◆ **TRY IT**:
All lines from the one containing "Could you please spot the white bedding" to the end of the material are to be given again exactly; leave out every line before it.

◆ **DATA SUPPLIED**:
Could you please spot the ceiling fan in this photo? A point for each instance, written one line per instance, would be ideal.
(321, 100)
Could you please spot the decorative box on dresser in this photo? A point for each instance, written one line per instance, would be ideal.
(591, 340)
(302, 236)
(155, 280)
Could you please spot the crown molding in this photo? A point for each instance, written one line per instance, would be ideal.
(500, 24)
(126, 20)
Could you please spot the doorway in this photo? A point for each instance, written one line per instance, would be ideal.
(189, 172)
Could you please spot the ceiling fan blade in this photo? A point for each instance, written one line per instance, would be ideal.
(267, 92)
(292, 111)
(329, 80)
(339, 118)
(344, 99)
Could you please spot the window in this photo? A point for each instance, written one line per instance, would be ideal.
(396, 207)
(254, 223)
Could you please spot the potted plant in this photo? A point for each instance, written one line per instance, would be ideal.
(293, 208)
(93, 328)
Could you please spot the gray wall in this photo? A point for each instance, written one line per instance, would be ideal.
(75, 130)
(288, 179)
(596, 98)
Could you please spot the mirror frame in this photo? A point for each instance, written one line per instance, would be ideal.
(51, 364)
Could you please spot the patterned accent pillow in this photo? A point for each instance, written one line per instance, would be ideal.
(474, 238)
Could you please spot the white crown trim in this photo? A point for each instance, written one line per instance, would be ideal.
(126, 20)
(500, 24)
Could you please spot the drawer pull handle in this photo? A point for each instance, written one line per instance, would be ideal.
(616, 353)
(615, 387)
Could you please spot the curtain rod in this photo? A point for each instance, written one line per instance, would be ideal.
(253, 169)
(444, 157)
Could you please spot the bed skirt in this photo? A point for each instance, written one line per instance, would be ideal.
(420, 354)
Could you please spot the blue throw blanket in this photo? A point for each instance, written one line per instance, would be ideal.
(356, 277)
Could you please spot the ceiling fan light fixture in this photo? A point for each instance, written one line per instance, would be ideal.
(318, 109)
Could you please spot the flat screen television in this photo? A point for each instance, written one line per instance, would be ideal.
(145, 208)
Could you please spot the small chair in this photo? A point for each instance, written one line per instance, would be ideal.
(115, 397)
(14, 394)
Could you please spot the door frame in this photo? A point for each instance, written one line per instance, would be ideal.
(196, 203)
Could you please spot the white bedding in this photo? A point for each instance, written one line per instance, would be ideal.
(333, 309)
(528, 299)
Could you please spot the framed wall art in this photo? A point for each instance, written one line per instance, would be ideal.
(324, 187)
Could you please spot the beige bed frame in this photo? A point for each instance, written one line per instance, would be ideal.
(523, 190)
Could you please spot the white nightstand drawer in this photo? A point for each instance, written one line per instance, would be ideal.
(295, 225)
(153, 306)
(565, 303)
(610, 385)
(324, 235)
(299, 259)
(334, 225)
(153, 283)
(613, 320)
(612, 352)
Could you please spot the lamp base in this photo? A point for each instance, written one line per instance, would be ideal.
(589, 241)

◆ **EXERCISE OUTPUT**:
Could you please spot the white bedding in this photo? A point for each instance, written one line per instance, would be ideal.
(333, 309)
(528, 299)
Could you please spot the framed wall art in this photo? A point for each instance, written one line per instance, would be ideal.
(324, 187)
Could you please spot the beige bed frame in this photo? A point for each instance, written one line per instance, would be ideal.
(523, 190)
Could you please spot the white nightstand drawer in this photo? A point for each instance, written one line per instance, would be ideal.
(295, 225)
(153, 306)
(565, 303)
(610, 385)
(324, 235)
(299, 259)
(334, 225)
(153, 283)
(613, 320)
(612, 352)
Could you please spot the lamp base in this photo? A point for each instance, written one line per instance, would be ideal.
(589, 241)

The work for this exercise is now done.